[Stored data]
★ ★ ★ ★ ★ ★ ★
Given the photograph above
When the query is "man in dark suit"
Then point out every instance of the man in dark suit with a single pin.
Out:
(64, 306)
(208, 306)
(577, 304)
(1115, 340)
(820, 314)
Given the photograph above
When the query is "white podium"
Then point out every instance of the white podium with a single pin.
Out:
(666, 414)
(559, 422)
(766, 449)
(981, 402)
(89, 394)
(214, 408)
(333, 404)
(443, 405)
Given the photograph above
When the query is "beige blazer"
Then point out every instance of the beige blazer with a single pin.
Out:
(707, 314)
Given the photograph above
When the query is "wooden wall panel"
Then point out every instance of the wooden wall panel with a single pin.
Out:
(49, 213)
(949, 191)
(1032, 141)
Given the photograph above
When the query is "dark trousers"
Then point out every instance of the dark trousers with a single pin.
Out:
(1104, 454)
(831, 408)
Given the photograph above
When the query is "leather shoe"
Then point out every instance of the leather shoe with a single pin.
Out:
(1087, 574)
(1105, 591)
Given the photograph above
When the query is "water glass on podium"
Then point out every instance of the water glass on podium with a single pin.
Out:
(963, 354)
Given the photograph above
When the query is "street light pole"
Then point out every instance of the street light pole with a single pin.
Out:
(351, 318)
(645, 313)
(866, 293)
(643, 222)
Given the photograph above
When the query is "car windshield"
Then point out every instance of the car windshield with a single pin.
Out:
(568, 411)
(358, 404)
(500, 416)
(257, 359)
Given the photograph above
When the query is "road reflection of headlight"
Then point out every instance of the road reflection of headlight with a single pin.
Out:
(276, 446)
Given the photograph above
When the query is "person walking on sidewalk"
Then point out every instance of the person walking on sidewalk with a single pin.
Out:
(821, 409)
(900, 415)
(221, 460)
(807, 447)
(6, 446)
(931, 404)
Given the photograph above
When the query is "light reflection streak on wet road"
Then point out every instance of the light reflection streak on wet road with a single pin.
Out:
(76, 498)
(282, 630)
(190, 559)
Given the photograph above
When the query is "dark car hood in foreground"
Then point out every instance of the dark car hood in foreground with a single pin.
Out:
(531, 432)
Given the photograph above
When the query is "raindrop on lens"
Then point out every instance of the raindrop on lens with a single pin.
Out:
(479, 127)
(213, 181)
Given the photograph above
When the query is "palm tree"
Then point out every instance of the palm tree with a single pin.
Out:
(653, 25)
★ ★ ★ ★ ★ ★ ★
### Direction
Make an exact copy of every line in the data.

### Solution for this problem
Given the photograph above
When the query is "man in dark suit"
Then point out every instance of the man in dark suit with a single pin.
Out:
(64, 306)
(208, 306)
(577, 304)
(1115, 340)
(820, 314)
Given the photograph above
When the query is "white podium"
Then point out every instance of the white podium with a single pin.
Out:
(666, 414)
(559, 422)
(766, 449)
(981, 402)
(89, 394)
(214, 408)
(333, 404)
(443, 405)
Given the photograph above
When the query is "beige blazer"
Then point out every instance of the beige blazer with a single pin.
Out:
(707, 314)
Given the photograph above
When the query is "wooden wall panel"
Then point out every instance of the wooden wall panel with a single pin.
Out:
(49, 213)
(949, 191)
(1032, 141)
Given the photograph above
When the query is "dark trousers"
Then point out every instance of the dark trousers with a single pin.
Out:
(1104, 454)
(831, 408)
Given the photograph above
When the query is "leather shoe"
Then point out every instance of the leather shoe with a single pin.
Out:
(1087, 574)
(1105, 591)
Given the photograph above
When the query is "water glass on podium"
Then point out every instance of the water glass on podium with a single pin.
Out:
(963, 354)
Given the photograph above
When the query is "street light pole"
Then point out every instance of the street light pole with a single pin.
Out:
(351, 318)
(645, 313)
(866, 293)
(643, 222)
Given the photograph above
When the query is "car windshield"
Then point out every instance of the car windshield with a single pin.
Out:
(568, 411)
(358, 404)
(500, 416)
(257, 359)
Given the photograph above
When the query is "road reflection of headlight"
Then point out every instance of the road reflection of headlight with a single pin.
Out:
(276, 446)
Given the photograph above
When the query is "person walking on sidewalk"
Then point out every instance of the person walking on sidewalk with a single pin.
Out:
(821, 409)
(900, 415)
(221, 460)
(807, 447)
(6, 446)
(931, 404)
Given the photograph above
When the query is "light reflection streak on wet road"
Then point out every instance of the light reflection streak on wet road with a single pin.
Out:
(76, 498)
(282, 630)
(190, 559)
Given the photograph above
When the query is "dark car hood in foreground"
Then point out every instance of the dark car hood in foreground with a single pin.
Out:
(531, 432)
Given the photograph above
When the query is "raindrop on lens"
Then point out every instance of the raindrop on lens with a single pin.
Out:
(479, 127)
(213, 181)
Given the photograph above
When the query is "palm tree"
Then point out every instance of the palm tree with a single pin.
Out:
(653, 25)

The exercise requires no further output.